EXERCISE> Within the entries below, find each line containing the word "then" and copy it.

DATA SUPPLIED>
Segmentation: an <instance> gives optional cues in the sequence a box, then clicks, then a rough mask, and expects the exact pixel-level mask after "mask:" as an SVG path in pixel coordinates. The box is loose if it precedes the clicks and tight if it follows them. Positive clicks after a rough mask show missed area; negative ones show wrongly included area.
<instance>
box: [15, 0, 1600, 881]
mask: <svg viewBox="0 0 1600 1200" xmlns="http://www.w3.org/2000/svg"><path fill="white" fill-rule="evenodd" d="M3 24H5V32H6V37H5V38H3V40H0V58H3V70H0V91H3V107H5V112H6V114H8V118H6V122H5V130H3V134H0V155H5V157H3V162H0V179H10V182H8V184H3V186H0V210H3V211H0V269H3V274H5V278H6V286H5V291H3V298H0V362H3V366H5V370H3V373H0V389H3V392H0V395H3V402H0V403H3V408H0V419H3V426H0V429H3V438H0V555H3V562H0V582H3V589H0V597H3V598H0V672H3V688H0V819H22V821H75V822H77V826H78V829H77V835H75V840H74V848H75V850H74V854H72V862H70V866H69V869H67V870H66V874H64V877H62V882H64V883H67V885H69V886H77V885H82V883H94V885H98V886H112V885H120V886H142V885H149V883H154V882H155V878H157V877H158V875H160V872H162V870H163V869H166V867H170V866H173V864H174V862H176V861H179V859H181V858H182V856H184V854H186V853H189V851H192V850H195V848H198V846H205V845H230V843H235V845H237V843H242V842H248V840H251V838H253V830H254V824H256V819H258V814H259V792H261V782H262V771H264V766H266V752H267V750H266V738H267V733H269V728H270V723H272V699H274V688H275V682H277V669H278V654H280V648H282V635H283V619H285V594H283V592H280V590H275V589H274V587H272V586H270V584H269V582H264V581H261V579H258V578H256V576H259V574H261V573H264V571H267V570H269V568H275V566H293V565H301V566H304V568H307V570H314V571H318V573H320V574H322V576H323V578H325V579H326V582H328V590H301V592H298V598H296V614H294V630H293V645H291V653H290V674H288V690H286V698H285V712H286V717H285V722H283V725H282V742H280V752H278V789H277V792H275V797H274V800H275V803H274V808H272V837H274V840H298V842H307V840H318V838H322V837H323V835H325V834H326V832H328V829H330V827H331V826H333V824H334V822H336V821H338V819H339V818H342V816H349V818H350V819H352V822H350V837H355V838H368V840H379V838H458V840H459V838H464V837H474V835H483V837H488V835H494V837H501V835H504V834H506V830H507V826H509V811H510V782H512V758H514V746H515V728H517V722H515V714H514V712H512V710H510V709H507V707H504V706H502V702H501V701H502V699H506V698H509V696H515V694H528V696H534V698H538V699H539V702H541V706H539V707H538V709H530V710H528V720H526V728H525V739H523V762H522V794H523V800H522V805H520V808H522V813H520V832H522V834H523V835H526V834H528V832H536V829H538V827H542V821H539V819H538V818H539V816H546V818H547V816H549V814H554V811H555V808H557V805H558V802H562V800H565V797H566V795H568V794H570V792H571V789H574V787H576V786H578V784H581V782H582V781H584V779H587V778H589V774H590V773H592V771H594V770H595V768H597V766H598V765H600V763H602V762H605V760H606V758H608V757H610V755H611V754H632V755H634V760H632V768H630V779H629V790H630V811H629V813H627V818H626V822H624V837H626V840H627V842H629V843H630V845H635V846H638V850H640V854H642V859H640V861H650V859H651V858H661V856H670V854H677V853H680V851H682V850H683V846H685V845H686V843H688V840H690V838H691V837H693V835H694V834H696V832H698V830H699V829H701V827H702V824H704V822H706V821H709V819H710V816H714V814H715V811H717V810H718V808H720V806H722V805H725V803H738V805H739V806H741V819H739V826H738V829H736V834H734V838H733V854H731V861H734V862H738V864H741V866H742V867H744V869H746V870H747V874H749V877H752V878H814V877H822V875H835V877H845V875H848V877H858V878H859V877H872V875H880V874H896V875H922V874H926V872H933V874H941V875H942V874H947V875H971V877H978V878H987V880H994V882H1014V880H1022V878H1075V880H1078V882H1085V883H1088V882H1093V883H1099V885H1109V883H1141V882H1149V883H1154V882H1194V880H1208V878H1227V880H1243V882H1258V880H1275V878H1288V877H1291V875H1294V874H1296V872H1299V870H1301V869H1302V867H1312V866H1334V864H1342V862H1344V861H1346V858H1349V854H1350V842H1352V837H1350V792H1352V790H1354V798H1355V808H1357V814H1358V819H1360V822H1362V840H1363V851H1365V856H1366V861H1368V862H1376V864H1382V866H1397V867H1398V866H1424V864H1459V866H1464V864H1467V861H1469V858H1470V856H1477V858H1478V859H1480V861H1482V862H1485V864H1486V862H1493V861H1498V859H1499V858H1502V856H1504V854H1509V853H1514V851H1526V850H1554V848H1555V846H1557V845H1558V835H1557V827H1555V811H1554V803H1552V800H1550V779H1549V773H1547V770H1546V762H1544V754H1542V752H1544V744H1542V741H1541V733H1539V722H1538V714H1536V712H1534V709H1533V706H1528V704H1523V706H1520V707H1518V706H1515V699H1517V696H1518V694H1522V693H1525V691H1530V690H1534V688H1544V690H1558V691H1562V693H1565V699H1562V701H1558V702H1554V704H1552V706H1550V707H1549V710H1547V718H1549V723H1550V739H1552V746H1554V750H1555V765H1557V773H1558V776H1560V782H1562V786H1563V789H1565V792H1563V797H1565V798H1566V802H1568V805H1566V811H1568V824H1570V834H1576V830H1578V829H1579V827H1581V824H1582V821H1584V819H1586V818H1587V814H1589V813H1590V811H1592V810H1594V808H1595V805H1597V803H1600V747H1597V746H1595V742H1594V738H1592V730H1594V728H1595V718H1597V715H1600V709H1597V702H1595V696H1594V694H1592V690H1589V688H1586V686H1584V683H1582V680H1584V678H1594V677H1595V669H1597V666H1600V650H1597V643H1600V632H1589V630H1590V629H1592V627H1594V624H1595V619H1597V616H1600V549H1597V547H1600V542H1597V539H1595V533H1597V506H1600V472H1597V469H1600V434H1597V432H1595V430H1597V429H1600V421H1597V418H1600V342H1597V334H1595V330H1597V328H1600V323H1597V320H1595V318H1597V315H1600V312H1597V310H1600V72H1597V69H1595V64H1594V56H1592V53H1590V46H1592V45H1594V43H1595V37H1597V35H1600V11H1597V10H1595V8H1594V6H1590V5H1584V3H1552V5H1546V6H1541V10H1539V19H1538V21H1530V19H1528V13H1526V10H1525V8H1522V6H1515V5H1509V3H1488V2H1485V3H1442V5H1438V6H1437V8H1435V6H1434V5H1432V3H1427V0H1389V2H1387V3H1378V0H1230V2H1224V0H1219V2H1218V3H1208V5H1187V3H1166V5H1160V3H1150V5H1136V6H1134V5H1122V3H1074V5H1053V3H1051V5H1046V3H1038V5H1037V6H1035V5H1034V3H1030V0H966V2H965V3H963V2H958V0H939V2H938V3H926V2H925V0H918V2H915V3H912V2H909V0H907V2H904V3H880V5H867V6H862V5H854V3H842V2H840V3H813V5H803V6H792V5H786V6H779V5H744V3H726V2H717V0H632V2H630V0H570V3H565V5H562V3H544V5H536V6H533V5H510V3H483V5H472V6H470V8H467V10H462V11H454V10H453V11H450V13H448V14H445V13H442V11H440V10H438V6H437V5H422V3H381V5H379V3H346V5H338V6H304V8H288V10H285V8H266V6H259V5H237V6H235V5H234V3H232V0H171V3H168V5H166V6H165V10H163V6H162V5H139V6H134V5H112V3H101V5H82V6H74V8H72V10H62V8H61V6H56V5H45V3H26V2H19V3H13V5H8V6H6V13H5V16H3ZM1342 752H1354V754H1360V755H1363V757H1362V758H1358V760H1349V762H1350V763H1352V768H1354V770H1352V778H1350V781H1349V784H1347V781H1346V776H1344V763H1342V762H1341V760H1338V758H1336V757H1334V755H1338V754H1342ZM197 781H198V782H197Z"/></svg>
---
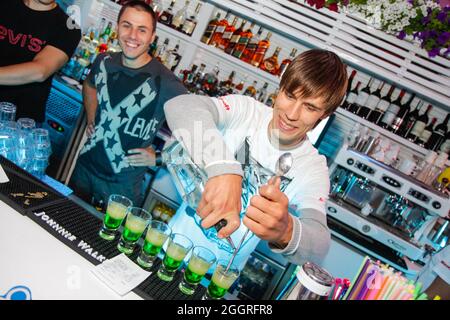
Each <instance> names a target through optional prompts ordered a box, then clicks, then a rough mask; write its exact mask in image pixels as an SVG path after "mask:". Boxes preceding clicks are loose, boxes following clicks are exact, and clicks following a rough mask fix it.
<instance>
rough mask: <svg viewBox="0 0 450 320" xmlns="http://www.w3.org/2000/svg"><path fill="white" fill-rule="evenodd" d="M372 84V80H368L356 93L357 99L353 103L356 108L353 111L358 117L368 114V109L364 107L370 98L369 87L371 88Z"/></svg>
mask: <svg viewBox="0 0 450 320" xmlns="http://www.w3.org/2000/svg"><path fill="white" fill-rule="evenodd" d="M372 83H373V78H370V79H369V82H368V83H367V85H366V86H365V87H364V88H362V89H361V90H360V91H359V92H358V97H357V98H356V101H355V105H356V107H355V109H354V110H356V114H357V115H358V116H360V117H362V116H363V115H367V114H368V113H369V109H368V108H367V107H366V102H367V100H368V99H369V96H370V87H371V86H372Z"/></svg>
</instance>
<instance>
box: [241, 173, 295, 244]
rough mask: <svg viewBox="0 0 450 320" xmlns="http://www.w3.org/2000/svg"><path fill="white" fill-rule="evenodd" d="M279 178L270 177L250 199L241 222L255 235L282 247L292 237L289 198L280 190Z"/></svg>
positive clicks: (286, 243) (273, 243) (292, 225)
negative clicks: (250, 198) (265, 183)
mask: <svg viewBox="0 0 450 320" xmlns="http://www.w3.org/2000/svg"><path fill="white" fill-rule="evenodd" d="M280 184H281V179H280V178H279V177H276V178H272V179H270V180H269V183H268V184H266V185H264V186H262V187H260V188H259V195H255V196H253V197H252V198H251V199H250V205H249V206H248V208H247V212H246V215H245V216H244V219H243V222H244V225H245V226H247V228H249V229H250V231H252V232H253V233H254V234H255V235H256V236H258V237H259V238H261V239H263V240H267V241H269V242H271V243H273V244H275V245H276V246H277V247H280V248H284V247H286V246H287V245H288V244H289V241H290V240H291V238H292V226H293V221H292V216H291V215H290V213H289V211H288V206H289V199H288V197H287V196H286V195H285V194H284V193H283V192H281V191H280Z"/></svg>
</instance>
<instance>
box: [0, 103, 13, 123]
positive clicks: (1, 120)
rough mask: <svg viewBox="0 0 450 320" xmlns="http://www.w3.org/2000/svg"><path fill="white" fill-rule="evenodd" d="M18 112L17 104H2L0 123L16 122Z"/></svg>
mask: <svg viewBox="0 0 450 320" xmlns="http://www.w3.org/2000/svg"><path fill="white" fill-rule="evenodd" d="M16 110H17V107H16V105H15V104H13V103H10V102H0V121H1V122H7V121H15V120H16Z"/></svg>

RESPONSE TO THIS EXERCISE>
Segmentation: an <instance> gives optional cues in the sequence a box, then clicks, then a rough mask, and expects the exact pixel-level mask after "mask:" as an SVG path in pixel coordinates. The box is loose if it precedes the clicks and tight if it follows them. Positive clicks after a rough mask show missed area; negative ones show wrongly included area.
Each <instance> names a target through optional prompts ordered a box, then clicks, then a rough mask; write its exact mask in image pixels as an SVG path after "mask:". Boxes preceding clicks are loose, boxes following clicks are exact, and clicks following a rough mask fix it.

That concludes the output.